■ **PROBLEM TO SOLVE**
For this exercise, reproduce the entries below exactly, but only from the line containing "# Looking for the doorway in the image above" through the line containing "# Looking for the paved", both included.

[Opening SOURCE RECORDS section]

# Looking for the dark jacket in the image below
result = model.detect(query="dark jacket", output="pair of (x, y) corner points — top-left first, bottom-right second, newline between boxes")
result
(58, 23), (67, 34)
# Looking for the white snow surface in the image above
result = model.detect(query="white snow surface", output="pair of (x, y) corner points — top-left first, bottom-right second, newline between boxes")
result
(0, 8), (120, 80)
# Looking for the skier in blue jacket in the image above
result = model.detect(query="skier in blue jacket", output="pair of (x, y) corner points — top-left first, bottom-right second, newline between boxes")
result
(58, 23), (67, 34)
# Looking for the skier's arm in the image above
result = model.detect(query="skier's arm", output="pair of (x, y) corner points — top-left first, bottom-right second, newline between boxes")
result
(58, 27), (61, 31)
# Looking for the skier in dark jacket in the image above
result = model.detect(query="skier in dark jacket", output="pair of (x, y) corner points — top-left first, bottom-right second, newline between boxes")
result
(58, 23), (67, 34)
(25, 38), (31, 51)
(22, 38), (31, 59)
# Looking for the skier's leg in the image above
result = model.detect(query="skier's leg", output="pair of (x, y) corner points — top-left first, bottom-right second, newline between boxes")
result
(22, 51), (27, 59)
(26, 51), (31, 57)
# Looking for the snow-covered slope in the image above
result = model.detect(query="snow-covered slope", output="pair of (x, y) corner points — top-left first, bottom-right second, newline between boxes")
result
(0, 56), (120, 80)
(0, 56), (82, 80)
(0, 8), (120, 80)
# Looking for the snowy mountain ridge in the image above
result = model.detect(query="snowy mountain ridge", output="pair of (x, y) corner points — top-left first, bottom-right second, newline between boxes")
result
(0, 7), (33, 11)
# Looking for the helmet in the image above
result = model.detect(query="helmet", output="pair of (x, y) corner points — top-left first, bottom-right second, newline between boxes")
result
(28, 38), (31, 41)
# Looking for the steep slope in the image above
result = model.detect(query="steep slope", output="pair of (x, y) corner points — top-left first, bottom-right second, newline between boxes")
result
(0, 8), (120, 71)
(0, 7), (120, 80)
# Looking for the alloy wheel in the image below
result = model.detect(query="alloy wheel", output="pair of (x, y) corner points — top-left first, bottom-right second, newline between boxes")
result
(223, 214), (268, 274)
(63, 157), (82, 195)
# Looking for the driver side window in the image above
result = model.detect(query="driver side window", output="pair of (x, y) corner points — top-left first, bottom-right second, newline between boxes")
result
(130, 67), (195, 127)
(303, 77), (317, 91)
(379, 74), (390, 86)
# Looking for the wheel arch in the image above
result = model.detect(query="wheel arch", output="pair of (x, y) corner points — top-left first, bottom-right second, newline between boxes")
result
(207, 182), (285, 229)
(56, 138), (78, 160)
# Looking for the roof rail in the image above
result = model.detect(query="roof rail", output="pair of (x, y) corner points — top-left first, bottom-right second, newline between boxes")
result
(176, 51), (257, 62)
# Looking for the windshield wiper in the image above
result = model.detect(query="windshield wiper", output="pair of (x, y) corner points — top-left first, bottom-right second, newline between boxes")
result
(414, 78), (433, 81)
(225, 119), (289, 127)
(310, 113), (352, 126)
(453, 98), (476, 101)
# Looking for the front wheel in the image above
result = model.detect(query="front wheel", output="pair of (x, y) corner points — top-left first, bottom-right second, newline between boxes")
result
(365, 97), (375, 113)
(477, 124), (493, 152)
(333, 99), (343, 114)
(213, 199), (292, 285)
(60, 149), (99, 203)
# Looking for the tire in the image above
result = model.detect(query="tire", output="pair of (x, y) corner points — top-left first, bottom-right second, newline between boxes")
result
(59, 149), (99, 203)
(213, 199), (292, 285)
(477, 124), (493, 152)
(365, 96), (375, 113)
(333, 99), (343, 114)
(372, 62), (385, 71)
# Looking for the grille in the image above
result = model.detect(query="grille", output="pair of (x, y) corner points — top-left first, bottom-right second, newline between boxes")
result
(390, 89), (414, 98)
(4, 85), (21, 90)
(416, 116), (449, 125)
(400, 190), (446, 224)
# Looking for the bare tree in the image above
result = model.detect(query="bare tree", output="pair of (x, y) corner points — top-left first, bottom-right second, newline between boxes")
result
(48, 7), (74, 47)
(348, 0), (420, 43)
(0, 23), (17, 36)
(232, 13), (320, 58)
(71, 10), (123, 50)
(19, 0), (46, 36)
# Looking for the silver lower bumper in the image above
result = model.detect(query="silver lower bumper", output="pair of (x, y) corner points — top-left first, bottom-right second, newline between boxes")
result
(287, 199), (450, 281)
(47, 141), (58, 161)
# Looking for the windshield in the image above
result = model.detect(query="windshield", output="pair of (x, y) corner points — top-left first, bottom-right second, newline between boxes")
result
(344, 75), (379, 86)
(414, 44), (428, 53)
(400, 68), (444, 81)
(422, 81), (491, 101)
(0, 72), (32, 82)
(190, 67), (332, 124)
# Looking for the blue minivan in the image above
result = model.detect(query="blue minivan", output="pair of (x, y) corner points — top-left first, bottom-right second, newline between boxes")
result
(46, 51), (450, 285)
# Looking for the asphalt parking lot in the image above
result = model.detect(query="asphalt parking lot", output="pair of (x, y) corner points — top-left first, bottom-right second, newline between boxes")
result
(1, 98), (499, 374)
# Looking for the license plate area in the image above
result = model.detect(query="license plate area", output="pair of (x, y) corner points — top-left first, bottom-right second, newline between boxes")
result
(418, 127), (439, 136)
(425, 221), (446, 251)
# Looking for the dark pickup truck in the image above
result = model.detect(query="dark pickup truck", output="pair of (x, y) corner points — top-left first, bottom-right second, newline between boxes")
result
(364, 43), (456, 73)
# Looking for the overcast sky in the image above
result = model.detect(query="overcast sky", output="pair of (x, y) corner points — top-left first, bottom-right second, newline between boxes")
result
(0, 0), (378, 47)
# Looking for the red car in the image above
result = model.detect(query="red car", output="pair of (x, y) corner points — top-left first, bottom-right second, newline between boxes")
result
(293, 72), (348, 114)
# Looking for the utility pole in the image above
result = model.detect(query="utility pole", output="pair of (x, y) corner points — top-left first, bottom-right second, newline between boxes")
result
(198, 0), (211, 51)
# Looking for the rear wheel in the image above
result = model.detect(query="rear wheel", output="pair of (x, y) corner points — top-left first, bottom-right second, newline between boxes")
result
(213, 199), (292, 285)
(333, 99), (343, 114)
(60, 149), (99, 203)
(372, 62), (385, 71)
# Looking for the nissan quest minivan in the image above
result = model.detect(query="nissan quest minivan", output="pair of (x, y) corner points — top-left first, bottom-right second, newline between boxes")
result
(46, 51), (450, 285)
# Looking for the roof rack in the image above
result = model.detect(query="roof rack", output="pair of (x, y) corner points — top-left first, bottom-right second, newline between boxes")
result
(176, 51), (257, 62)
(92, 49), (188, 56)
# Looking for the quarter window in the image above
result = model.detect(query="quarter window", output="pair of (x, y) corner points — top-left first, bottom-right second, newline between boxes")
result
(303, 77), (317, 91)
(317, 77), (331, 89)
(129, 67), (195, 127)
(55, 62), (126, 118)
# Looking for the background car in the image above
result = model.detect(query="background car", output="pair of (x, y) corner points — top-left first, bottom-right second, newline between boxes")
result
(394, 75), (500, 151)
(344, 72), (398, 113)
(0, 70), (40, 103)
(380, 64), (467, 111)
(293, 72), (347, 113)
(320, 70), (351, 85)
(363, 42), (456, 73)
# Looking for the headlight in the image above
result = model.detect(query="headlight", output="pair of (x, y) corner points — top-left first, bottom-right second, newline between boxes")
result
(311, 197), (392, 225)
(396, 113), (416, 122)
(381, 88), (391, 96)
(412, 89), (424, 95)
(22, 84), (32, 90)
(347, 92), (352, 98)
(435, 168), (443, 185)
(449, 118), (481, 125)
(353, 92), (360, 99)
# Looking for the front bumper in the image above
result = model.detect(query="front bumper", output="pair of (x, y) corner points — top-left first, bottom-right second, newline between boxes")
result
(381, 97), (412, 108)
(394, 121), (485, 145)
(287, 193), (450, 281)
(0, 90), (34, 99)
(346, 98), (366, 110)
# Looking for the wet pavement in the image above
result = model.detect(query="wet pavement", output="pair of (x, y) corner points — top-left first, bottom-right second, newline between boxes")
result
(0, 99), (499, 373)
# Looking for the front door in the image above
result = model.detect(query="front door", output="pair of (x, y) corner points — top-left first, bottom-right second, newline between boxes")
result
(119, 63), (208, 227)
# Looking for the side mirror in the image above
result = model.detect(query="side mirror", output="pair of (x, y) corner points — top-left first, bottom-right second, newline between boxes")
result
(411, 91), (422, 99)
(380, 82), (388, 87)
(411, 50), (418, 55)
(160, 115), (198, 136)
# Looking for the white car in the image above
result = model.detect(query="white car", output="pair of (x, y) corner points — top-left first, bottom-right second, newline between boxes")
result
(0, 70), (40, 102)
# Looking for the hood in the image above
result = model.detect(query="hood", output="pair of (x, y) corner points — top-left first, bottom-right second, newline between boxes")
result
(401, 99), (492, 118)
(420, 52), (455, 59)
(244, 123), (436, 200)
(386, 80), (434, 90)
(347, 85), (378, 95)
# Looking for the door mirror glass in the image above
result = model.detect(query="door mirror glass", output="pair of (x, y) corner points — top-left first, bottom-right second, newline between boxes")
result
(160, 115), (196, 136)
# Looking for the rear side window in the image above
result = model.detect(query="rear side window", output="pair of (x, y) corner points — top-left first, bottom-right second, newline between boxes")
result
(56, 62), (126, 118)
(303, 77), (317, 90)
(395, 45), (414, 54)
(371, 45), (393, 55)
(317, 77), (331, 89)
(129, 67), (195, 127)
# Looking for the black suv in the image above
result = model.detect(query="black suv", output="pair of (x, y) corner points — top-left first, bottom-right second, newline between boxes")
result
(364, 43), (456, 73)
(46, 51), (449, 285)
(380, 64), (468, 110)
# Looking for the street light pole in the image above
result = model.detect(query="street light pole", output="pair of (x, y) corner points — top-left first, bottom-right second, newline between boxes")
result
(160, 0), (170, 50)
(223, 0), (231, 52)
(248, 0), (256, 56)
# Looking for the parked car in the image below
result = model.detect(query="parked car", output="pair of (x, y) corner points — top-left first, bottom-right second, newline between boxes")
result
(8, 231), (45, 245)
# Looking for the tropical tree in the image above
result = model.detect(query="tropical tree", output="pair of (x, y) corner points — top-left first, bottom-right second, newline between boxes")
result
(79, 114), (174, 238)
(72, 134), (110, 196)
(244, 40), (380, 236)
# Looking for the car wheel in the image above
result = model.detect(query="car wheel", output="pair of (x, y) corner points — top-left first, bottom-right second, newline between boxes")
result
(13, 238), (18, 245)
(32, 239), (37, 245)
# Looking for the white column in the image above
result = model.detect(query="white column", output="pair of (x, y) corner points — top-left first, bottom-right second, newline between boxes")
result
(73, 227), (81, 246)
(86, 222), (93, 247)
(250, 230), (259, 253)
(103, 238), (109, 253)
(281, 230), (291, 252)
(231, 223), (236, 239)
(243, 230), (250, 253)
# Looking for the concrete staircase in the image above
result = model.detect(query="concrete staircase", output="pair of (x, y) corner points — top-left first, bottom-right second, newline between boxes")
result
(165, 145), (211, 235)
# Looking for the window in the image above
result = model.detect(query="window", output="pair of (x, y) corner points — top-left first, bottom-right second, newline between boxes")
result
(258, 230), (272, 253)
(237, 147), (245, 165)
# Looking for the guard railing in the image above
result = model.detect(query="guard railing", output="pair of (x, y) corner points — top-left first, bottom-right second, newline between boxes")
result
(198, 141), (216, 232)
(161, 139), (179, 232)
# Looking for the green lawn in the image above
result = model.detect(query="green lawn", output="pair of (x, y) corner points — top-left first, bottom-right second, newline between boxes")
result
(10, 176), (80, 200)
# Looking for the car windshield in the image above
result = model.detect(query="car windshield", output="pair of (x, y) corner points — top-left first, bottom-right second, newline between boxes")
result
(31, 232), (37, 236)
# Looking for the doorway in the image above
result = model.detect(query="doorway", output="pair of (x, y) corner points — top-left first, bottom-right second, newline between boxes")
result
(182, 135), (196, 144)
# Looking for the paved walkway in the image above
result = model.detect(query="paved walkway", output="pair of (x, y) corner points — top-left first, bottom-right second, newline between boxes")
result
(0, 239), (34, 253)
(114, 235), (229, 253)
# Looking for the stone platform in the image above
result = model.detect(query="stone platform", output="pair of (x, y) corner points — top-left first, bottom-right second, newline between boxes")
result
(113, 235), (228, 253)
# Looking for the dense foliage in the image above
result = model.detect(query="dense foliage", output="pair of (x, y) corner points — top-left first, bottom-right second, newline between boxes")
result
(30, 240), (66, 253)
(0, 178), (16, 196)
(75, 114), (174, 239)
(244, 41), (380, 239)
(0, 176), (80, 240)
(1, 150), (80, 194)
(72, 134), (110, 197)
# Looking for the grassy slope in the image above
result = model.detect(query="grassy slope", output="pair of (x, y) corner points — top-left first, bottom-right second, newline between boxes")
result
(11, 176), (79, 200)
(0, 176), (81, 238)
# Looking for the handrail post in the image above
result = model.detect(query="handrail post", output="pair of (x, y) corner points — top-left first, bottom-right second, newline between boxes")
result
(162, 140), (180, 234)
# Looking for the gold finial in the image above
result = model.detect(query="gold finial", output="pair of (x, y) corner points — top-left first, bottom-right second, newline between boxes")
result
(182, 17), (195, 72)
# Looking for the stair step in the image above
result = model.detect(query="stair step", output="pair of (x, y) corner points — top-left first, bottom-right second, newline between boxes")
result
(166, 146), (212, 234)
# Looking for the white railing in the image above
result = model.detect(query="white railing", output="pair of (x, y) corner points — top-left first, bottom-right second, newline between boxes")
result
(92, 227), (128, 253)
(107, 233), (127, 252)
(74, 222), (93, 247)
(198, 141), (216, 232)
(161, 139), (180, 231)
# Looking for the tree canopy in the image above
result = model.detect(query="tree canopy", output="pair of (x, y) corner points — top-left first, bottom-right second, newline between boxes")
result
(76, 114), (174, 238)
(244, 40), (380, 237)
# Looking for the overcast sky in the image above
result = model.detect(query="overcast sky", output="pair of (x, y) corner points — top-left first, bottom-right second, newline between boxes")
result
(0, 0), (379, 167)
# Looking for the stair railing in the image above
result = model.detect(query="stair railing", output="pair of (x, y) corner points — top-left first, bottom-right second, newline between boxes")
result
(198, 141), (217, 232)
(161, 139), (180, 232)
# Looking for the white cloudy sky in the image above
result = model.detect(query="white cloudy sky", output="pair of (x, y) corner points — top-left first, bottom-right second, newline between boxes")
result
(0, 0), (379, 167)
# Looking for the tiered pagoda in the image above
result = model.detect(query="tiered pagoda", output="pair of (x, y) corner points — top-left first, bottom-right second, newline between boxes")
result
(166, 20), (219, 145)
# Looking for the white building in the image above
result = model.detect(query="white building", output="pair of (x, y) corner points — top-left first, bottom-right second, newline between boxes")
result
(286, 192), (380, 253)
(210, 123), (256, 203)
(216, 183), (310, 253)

[Closing SOURCE RECORDS section]

■ **RESPONSE AREA**
# Looking for the doorway in the image above
result = model.detect(query="doorway", output="pair of (x, y) corner points — top-left first, bottom-right second, newline between boxes")
result
(182, 135), (196, 144)
# Looking for the paved walkway in the image above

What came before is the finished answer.